**BRIEF**
Extract from the records below every line that contains the word "underwater", and reproduce each such line in full.

## start ROWS

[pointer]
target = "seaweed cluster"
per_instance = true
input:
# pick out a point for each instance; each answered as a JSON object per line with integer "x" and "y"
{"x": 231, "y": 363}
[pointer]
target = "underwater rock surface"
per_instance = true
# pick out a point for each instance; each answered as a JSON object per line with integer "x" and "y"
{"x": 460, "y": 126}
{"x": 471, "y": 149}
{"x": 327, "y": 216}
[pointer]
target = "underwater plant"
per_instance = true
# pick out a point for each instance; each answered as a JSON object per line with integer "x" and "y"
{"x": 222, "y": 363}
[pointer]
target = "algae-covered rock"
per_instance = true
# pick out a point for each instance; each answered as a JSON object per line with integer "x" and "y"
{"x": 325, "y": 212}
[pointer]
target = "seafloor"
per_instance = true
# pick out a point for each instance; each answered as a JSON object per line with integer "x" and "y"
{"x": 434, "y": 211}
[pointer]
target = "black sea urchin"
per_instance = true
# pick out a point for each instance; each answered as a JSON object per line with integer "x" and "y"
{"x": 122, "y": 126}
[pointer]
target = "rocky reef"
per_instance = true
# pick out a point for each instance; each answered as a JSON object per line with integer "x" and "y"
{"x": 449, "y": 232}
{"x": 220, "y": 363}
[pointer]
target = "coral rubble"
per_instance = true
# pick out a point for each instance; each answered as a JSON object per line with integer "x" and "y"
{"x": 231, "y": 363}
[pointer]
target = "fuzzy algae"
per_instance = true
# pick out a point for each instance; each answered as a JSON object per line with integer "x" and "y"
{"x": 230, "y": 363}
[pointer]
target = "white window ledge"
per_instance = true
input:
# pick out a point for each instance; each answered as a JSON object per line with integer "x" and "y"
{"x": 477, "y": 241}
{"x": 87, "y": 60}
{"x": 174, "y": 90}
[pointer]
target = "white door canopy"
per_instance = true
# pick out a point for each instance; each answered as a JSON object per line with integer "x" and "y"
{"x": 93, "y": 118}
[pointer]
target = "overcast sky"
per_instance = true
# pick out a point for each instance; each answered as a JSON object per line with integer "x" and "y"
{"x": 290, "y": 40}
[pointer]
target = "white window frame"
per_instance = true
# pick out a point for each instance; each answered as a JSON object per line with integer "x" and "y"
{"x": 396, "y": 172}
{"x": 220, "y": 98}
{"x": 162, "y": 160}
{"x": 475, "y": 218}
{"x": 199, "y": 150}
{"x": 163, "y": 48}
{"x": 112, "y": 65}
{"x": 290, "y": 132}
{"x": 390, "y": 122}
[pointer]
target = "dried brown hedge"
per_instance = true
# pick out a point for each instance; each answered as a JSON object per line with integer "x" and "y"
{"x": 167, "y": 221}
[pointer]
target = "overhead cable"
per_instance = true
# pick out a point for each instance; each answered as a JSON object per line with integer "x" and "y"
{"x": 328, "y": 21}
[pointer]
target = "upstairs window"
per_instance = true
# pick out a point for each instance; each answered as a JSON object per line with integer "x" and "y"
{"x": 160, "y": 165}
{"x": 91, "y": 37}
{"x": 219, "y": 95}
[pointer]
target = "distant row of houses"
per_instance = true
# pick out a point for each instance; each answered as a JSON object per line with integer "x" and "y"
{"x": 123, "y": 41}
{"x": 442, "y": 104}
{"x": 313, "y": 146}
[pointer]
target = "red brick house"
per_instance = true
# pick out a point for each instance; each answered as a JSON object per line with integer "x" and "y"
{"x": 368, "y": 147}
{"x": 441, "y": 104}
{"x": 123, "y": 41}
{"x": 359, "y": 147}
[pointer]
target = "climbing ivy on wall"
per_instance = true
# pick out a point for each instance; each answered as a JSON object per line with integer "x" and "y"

## end ROWS

**THE RESULT**
target = "underwater rock surface"
target = "underwater plant"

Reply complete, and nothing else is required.